On another note, wondering if you have any suggestions regarding the most effective way to find all last segments of a particular tree?

Bill Karwin said...

Hi @Sergio, thanks for the questions.

The root node of a tree is the node that has no ancestors, besides itself.

SELECT c.* FROM closure AS c
LEFT OUTER JOIN closure AS anc
ON anc.descendant = c.descendant AND anc.ancestor <> c.ancestor
WHERE anc.ancestor IS NULL

Finding leaves is the complementary query, finding nodes with no descendent besides themselves.

SELECT c.* FROM closure AS c
LEFT OUTER JOIN closure AS des
ON des.ancestor = c.ancestor AND des.descendant <> c.descendant
WHERE des.descendant IS NULL

Russ said...

I've looked into the closure tables and implemented a version using path_length, and so far I love it.

Stored data:
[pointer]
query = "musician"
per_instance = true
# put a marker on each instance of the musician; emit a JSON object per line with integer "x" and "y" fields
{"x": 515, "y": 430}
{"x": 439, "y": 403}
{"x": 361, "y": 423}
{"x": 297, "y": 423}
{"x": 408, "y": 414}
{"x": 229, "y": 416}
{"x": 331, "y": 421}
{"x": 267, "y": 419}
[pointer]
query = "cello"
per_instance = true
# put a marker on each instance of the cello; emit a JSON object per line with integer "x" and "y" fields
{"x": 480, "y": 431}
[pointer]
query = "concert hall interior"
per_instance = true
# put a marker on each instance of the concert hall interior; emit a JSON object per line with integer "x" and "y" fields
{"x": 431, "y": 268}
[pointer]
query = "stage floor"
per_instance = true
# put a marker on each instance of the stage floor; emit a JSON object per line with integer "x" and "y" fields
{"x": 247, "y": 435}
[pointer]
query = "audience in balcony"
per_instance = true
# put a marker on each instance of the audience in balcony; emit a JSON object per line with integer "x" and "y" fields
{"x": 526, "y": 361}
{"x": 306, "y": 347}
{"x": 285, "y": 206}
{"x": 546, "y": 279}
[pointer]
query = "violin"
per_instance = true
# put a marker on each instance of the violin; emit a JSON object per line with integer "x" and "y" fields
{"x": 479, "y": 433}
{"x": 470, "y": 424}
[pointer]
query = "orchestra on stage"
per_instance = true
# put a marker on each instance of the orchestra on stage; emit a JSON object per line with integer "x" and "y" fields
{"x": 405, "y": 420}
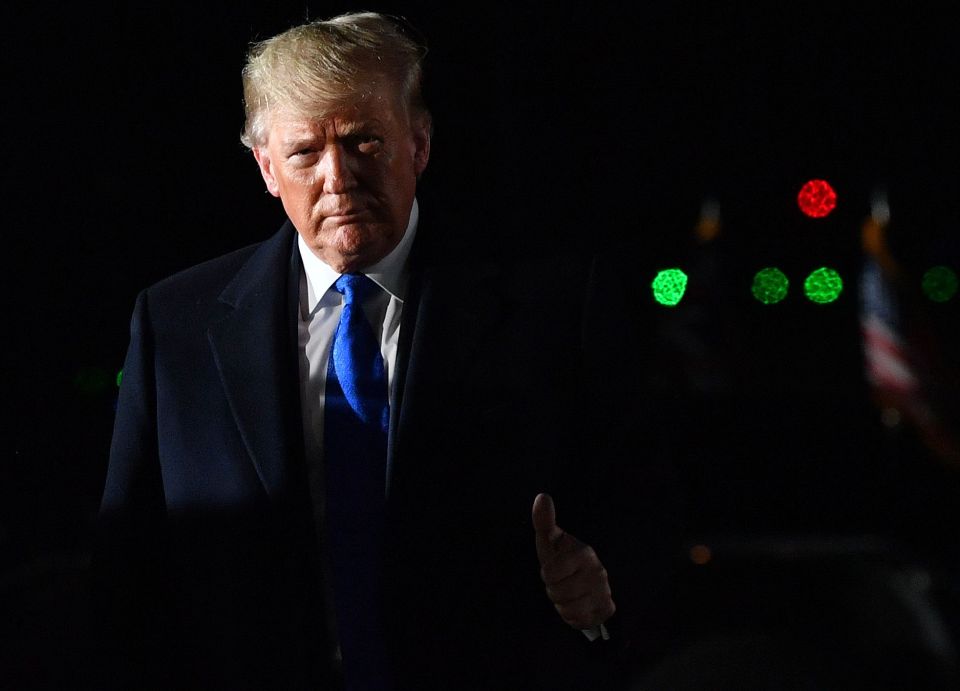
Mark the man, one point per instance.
(239, 547)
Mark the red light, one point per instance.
(817, 198)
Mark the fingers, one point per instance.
(548, 534)
(583, 600)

Stated goal 1: In the closure table thread, what is the root node of a tree?
Stated goal 2: Quote the closure table thread from "On another note, wondering" to "ancestors, besides itself.".
The data above isn't needed for this work.

Task response 1: The node that has no ancestors besides itself.

Task response 2:
On another note, wondering if you have any suggestions regarding the most effective way to find all last segments of a particular tree?

Bill Karwin said...

Hi @Sergio, thanks for the questions.

The root node of a tree is the node that has no ancestors, besides itself.